Work required
Would you output the entries below only from the line containing "Target: distant person on beach" through the line containing "the wave, each", exactly as they stand and with both ends included?

=== Section Start ===

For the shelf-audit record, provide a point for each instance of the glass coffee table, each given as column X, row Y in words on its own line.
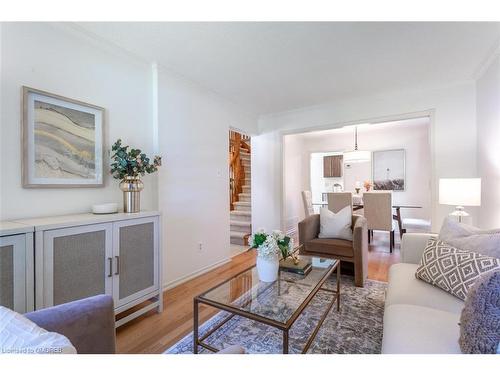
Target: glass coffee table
column 277, row 304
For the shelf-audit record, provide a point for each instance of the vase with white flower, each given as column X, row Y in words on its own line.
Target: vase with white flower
column 270, row 247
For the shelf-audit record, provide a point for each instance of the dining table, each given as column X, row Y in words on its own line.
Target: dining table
column 396, row 216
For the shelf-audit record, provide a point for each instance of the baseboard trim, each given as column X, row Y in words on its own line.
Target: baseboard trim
column 192, row 275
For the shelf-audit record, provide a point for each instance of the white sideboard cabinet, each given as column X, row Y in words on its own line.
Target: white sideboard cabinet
column 16, row 266
column 79, row 256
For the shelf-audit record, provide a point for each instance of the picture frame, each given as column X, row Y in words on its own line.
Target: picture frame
column 62, row 141
column 389, row 170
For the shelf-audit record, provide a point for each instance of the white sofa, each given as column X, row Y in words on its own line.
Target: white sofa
column 418, row 317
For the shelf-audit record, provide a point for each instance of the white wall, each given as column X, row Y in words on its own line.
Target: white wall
column 191, row 189
column 410, row 135
column 488, row 143
column 44, row 57
column 453, row 138
column 194, row 182
column 294, row 169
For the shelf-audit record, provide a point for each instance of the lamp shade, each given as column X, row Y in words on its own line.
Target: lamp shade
column 460, row 191
column 357, row 156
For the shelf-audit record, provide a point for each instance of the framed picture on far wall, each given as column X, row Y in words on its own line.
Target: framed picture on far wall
column 62, row 141
column 389, row 170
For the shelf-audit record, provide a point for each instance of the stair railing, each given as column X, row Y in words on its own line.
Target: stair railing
column 237, row 142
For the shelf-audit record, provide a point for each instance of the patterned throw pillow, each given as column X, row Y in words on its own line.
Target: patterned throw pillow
column 452, row 269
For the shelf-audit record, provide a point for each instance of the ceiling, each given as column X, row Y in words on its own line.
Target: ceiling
column 277, row 66
column 365, row 130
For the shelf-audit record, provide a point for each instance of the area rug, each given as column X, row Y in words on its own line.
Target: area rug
column 355, row 329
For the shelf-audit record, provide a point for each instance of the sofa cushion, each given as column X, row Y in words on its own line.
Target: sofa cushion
column 405, row 288
column 335, row 225
column 451, row 269
column 19, row 335
column 419, row 330
column 330, row 247
column 467, row 237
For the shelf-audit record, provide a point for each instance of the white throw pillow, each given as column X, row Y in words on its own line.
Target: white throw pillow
column 335, row 225
column 19, row 335
column 467, row 237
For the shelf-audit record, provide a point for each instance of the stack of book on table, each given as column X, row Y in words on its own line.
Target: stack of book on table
column 302, row 266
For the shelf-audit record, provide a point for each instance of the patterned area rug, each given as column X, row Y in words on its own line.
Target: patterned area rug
column 355, row 329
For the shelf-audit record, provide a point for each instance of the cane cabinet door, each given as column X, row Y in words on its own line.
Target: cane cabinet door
column 77, row 262
column 136, row 259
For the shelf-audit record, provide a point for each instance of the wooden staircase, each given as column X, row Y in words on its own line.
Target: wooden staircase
column 240, row 189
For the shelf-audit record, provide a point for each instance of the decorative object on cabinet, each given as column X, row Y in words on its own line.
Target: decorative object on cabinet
column 367, row 185
column 127, row 166
column 105, row 208
column 62, row 141
column 78, row 256
column 16, row 266
column 389, row 170
column 358, row 187
column 332, row 166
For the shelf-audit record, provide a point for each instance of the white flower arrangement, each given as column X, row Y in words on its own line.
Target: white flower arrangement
column 271, row 245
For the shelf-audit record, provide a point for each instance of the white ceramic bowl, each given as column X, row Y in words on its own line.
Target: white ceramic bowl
column 105, row 208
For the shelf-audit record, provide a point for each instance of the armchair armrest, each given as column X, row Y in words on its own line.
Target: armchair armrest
column 308, row 228
column 88, row 323
column 360, row 242
column 413, row 246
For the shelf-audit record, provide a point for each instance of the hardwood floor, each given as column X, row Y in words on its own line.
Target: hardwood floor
column 154, row 333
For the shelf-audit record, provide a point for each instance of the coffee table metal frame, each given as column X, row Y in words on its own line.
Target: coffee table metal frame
column 284, row 327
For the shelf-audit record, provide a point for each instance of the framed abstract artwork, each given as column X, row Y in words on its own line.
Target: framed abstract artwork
column 389, row 170
column 62, row 141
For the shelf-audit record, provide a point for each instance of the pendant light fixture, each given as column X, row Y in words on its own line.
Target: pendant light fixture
column 356, row 156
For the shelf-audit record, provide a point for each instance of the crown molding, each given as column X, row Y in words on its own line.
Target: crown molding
column 485, row 64
column 75, row 30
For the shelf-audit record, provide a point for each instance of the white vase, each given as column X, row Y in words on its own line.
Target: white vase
column 267, row 268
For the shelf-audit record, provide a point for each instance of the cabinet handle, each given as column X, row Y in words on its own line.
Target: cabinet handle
column 110, row 260
column 117, row 265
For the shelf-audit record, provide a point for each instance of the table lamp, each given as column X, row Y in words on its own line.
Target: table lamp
column 460, row 192
column 357, row 187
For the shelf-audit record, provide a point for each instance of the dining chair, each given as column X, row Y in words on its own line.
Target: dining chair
column 337, row 201
column 378, row 213
column 307, row 201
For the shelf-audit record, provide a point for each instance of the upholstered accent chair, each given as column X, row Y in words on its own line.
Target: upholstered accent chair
column 355, row 251
column 307, row 201
column 378, row 213
column 337, row 201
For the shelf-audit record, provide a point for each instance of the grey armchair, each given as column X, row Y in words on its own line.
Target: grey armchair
column 355, row 251
column 88, row 323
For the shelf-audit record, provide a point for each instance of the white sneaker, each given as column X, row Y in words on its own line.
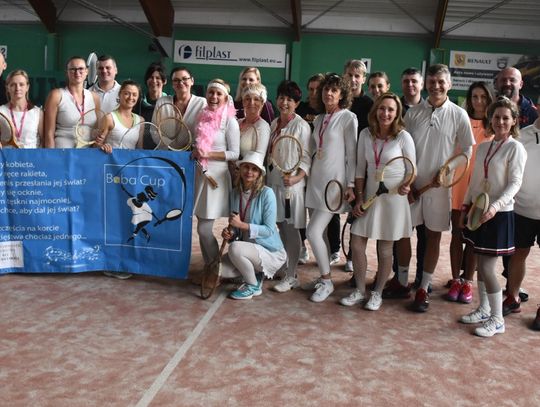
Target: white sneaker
column 490, row 327
column 310, row 286
column 374, row 302
column 304, row 255
column 322, row 290
column 287, row 284
column 354, row 298
column 475, row 317
column 335, row 258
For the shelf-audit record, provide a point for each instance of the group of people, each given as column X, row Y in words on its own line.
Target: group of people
column 341, row 136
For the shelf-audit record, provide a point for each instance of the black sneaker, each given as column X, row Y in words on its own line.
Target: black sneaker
column 523, row 295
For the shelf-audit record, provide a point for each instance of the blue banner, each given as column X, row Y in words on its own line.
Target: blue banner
column 83, row 210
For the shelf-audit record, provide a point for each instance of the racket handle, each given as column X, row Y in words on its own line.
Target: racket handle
column 213, row 183
column 368, row 203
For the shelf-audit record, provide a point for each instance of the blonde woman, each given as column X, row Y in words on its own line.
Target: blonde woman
column 27, row 119
column 251, row 76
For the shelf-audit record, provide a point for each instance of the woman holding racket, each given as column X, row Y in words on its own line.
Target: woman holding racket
column 27, row 119
column 217, row 141
column 497, row 173
column 65, row 107
column 251, row 76
column 121, row 129
column 254, row 130
column 478, row 99
column 289, row 186
column 383, row 149
column 333, row 148
column 155, row 79
column 256, row 246
column 183, row 103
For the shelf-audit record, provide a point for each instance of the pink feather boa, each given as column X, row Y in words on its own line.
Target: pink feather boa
column 208, row 128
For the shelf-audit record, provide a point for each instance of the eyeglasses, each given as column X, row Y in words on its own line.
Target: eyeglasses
column 80, row 69
column 184, row 80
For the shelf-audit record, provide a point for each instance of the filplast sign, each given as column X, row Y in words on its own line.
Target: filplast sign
column 229, row 53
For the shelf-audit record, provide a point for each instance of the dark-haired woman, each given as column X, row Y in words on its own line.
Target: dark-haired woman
column 333, row 148
column 189, row 105
column 291, row 124
column 498, row 171
column 478, row 99
column 155, row 79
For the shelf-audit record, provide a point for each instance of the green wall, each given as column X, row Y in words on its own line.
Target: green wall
column 43, row 55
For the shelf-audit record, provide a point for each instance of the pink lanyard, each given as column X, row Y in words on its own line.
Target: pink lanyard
column 80, row 109
column 488, row 158
column 378, row 156
column 244, row 211
column 325, row 124
column 18, row 131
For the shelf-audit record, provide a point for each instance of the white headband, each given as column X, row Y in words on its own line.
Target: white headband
column 260, row 93
column 218, row 85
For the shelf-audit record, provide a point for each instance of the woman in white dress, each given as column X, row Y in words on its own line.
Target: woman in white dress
column 65, row 106
column 251, row 76
column 120, row 128
column 388, row 219
column 26, row 118
column 189, row 105
column 217, row 141
column 254, row 130
column 289, row 123
column 333, row 148
column 498, row 172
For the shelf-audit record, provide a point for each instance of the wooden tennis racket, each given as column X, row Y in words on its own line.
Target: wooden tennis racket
column 212, row 274
column 397, row 164
column 478, row 209
column 8, row 134
column 333, row 195
column 451, row 172
column 286, row 156
column 88, row 127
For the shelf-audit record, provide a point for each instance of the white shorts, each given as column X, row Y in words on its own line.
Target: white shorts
column 433, row 209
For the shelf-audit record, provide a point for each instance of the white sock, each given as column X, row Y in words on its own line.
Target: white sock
column 426, row 280
column 403, row 275
column 495, row 301
column 484, row 301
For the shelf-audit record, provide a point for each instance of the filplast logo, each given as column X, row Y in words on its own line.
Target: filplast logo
column 185, row 51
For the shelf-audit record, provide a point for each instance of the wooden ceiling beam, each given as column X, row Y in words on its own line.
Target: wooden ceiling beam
column 160, row 15
column 296, row 12
column 439, row 22
column 46, row 11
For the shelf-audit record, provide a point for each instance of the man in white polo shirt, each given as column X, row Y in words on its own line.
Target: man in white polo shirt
column 106, row 87
column 438, row 127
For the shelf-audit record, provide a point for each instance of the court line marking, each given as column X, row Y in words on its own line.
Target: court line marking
column 160, row 381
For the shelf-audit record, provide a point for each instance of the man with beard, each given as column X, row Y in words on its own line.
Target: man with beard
column 508, row 82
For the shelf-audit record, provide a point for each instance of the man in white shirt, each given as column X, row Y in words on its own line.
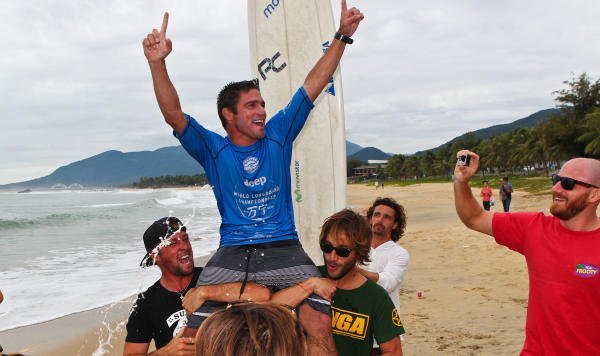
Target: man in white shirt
column 389, row 260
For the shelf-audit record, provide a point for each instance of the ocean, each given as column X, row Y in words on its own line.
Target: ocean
column 69, row 251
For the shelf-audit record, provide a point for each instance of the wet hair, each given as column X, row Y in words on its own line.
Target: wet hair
column 229, row 96
column 262, row 329
column 356, row 229
column 399, row 215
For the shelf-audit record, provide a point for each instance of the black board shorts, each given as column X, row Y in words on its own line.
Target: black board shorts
column 276, row 265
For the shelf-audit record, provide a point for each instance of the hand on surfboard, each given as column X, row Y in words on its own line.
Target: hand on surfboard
column 349, row 19
column 156, row 45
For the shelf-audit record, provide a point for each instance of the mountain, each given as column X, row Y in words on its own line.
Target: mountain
column 352, row 148
column 368, row 153
column 113, row 168
column 527, row 122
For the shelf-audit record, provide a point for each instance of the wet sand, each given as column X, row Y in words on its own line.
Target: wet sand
column 474, row 292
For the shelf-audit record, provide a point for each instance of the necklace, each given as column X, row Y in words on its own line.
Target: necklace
column 184, row 290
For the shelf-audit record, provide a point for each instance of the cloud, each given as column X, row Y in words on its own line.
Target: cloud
column 74, row 81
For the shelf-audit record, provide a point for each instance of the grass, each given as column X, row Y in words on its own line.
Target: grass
column 539, row 185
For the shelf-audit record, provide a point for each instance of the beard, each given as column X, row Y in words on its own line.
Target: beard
column 343, row 269
column 378, row 229
column 570, row 209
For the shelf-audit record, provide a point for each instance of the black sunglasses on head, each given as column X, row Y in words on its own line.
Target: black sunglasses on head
column 340, row 251
column 569, row 183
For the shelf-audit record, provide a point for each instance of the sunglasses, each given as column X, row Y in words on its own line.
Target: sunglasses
column 340, row 251
column 569, row 183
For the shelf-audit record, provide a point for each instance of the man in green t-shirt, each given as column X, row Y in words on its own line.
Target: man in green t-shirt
column 362, row 311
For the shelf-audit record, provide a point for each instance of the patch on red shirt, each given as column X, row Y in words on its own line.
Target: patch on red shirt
column 586, row 271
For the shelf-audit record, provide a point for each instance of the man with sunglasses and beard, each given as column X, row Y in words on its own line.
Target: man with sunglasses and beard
column 562, row 253
column 362, row 311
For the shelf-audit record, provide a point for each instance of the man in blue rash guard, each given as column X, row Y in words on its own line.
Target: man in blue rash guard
column 249, row 169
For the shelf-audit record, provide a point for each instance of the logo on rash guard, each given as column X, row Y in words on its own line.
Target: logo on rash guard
column 251, row 164
column 586, row 271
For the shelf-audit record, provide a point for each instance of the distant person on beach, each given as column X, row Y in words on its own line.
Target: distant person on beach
column 505, row 193
column 389, row 261
column 158, row 312
column 486, row 194
column 250, row 169
column 362, row 311
column 252, row 329
column 562, row 254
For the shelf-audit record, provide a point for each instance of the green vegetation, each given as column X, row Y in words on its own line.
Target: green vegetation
column 171, row 181
column 573, row 132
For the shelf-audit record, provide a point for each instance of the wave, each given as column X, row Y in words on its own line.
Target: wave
column 49, row 220
column 105, row 205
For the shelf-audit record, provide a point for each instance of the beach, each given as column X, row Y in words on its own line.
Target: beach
column 473, row 292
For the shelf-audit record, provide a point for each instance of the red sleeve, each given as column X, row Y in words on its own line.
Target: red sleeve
column 510, row 229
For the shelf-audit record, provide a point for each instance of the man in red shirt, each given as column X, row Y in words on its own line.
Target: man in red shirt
column 562, row 253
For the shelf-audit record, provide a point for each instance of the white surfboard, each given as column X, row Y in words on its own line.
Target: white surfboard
column 287, row 37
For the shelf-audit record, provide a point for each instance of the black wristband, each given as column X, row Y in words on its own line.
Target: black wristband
column 343, row 38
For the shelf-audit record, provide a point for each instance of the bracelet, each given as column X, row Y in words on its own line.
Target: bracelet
column 343, row 38
column 303, row 287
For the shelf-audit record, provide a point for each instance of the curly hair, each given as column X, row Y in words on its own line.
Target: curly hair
column 399, row 215
column 229, row 96
column 262, row 329
column 356, row 229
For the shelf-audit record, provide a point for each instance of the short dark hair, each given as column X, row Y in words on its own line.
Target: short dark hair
column 356, row 229
column 229, row 96
column 399, row 215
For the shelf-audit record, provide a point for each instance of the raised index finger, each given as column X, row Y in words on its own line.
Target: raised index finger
column 163, row 28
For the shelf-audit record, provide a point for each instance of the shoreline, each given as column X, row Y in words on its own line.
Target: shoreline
column 474, row 292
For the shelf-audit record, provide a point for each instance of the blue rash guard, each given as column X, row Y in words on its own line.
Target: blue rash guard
column 252, row 183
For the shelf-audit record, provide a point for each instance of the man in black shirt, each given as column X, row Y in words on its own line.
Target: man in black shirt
column 158, row 312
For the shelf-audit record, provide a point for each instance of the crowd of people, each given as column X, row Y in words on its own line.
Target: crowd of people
column 260, row 293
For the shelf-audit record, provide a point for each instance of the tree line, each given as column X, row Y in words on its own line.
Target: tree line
column 171, row 181
column 574, row 131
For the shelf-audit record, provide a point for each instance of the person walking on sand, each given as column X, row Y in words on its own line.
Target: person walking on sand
column 250, row 170
column 505, row 194
column 563, row 312
column 486, row 194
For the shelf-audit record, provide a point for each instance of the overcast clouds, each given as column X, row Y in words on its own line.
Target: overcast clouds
column 74, row 81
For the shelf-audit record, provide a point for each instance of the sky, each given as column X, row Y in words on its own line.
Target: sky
column 74, row 81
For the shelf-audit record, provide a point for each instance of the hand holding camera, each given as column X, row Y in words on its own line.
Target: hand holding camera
column 466, row 165
column 463, row 160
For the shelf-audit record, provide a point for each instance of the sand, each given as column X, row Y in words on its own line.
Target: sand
column 474, row 292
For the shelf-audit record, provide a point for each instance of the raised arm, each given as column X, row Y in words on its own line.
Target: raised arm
column 323, row 70
column 156, row 48
column 467, row 208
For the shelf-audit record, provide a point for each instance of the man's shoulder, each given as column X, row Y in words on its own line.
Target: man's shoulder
column 391, row 247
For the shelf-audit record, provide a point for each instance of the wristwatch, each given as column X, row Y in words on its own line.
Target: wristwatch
column 343, row 38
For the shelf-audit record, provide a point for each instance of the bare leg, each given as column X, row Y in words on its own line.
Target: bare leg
column 318, row 329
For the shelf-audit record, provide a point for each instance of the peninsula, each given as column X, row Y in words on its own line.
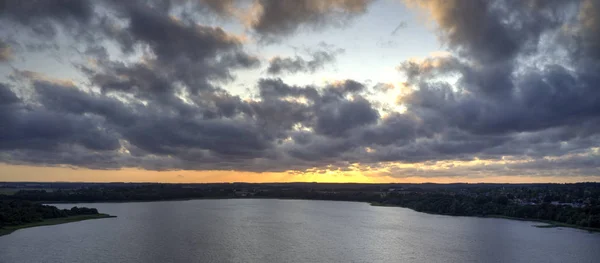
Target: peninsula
column 18, row 214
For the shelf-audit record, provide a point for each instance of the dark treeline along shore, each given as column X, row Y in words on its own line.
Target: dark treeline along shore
column 16, row 214
column 572, row 205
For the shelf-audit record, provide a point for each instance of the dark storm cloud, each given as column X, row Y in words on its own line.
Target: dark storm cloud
column 518, row 91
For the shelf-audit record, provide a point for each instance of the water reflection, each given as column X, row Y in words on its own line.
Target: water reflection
column 292, row 231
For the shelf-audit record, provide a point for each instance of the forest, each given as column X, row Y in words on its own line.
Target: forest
column 19, row 212
column 576, row 205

=== Section End ===

Task output
Target: distant person on beach
column 505, row 193
column 389, row 261
column 158, row 312
column 486, row 194
column 250, row 169
column 362, row 311
column 252, row 329
column 562, row 254
For the shelf-audit record, provide a point for each instance of the green vegetation, each given as column X, row Y in words on its own line.
Target: green vegetation
column 171, row 181
column 573, row 132
For the shelf-audit record, provide a point for each instance of the wave, each given as column X, row Y in words on its own line.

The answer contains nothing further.